Look for the line that has "Category: paved ground" in the material below; please repeat it and every line after it, exactly, up to and including the line that has "line as [102,210].", and nothing else.

-- RECORDS SUPPLIED follows --

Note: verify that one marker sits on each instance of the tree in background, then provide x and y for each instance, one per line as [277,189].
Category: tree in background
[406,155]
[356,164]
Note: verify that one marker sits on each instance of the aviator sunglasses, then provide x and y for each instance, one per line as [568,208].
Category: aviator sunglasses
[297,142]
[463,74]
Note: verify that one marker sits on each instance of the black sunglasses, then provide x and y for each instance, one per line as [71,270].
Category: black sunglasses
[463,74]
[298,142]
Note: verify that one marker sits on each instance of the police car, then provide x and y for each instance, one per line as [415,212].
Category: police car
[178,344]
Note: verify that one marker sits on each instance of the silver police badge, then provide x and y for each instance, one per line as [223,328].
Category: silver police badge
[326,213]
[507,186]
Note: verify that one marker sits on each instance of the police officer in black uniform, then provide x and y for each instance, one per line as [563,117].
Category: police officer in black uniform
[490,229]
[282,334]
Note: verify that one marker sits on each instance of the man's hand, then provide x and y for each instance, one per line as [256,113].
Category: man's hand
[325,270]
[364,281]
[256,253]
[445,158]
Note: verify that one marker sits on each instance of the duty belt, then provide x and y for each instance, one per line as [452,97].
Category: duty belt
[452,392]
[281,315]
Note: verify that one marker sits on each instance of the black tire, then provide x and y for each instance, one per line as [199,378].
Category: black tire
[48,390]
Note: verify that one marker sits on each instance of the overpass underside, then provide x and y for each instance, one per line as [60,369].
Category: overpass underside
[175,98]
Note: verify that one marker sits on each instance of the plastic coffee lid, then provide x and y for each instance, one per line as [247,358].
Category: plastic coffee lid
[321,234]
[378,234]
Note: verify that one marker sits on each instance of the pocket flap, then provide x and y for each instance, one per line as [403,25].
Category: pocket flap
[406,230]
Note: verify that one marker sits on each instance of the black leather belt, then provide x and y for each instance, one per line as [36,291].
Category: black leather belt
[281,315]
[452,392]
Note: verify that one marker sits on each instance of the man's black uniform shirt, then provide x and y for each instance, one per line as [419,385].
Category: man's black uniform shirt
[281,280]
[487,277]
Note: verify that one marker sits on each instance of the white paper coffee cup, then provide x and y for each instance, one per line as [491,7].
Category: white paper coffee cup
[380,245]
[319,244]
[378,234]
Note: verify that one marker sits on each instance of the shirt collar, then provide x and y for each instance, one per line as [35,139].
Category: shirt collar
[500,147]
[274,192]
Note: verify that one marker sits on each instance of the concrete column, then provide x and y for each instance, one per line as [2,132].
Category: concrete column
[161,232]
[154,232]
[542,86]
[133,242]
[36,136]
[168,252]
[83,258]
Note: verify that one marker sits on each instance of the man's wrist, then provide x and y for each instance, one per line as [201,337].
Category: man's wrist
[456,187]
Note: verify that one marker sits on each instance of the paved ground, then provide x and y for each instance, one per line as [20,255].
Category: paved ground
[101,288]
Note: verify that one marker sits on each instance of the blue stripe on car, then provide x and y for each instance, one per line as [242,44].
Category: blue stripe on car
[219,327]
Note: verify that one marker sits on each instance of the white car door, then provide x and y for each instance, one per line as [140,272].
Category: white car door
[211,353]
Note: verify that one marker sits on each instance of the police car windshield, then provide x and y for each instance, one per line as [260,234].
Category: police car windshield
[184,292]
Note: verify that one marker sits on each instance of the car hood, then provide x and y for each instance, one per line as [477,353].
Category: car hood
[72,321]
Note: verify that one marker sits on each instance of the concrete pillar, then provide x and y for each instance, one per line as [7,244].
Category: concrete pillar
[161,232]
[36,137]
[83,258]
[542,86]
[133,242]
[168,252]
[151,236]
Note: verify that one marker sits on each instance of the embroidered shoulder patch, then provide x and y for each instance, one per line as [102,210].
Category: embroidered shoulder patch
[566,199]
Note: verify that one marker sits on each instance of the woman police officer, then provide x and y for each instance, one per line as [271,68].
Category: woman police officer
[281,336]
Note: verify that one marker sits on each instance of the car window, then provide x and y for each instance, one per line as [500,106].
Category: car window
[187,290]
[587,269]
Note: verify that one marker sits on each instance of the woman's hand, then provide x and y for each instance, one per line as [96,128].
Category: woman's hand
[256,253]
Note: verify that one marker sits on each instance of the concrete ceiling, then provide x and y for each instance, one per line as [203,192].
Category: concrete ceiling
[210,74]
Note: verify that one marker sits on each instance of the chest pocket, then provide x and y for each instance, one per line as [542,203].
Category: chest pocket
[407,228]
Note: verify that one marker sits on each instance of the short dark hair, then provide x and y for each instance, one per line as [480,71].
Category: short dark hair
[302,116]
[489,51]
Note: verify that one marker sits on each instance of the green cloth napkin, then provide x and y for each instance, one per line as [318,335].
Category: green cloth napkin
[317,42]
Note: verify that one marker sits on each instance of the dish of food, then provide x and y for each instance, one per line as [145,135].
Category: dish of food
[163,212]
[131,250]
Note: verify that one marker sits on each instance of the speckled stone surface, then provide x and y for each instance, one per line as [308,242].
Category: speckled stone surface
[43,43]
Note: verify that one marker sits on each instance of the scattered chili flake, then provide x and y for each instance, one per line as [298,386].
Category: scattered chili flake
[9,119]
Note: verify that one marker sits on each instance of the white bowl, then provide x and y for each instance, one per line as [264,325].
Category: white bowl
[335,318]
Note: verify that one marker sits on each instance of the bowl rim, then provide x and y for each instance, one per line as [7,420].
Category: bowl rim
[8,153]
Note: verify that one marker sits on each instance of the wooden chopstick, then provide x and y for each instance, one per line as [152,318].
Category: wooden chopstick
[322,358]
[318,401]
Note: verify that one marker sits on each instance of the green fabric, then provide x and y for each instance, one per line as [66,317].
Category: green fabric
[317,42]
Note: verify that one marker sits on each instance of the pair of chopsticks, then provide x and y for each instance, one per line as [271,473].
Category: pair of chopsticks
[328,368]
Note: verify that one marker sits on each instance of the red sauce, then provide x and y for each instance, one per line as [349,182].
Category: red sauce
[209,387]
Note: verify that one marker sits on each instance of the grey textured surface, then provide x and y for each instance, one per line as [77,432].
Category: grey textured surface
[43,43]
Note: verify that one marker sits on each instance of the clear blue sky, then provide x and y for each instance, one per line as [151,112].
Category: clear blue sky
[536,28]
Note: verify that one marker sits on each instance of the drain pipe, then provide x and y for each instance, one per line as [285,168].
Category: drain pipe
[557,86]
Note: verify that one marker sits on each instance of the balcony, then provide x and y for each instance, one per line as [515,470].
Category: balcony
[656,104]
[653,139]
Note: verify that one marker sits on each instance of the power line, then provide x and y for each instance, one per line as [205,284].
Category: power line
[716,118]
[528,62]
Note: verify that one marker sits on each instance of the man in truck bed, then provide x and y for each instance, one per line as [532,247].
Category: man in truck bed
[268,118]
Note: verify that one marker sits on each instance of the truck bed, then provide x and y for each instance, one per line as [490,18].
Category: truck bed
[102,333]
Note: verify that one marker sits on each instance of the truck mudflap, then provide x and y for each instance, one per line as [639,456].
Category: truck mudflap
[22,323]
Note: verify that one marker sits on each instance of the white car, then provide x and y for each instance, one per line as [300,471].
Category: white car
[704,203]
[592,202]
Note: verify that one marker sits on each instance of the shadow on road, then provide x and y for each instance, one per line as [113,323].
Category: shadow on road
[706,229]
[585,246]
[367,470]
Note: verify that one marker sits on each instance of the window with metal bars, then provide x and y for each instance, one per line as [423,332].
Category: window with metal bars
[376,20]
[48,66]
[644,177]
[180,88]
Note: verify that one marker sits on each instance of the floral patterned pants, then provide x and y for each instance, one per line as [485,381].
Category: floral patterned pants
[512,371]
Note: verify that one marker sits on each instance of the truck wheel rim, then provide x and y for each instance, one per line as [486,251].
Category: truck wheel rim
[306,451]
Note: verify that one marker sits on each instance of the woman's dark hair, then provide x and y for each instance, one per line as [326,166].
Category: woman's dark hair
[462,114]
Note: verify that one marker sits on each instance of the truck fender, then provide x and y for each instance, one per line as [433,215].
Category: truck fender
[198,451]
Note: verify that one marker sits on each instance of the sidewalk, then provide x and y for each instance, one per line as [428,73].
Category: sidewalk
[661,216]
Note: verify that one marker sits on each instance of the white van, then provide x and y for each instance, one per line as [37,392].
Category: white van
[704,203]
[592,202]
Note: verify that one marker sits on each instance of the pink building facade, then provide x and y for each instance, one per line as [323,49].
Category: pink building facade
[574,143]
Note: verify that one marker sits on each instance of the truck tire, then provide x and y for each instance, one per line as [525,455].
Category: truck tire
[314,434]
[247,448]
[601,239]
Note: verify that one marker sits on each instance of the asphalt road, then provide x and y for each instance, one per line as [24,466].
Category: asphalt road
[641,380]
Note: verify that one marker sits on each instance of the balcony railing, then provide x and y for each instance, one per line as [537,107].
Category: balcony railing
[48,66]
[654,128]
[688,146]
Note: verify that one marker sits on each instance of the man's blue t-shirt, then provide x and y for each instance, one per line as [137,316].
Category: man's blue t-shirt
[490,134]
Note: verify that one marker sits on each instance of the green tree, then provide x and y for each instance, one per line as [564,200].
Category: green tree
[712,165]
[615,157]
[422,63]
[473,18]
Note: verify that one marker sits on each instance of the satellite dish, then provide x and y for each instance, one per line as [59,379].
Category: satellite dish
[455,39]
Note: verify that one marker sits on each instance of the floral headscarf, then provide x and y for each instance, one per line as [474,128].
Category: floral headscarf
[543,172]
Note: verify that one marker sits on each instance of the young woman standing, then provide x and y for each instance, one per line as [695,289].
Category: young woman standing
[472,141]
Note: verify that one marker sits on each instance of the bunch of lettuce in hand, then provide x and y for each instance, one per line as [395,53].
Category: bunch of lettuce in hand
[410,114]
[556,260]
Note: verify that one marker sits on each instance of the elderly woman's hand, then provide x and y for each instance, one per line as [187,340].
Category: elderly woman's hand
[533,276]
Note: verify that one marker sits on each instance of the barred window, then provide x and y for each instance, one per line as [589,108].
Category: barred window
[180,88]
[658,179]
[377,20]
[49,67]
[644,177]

-- RECORDS SUPPLIED concluded --

[PROBLEM SOLUTION]
Category: paved ground
[101,288]
Note: verify that one marker sits on each instance of the blue stripe on car, then provide x and y for each instance, one per line as [242,44].
Category: blue stripe on car
[219,327]
Note: verify that one marker sits on each instance of the white car door, then provide x and y for each instance, one per line as [140,272].
Category: white car door
[211,353]
Note: verify that one marker sits on each instance of the police car windshield, then provide x and y for each instance, one per line as [260,234].
Category: police car windshield
[184,292]
Note: verify that one marker sits on each instance of the car hood, then provide x and y for each instance, one per line as [477,353].
Category: car hood
[72,321]
Note: verify that one marker sits on each instance of the concrete pillar, then provide x and y for each instance, one per line as [7,244].
Category: concrete pillar
[161,232]
[36,137]
[83,258]
[542,86]
[133,242]
[168,252]
[151,236]
Note: verify that one marker sits on each instance of the embroidered shoulder patch, then provide x and y for each instance, one per line as [102,210].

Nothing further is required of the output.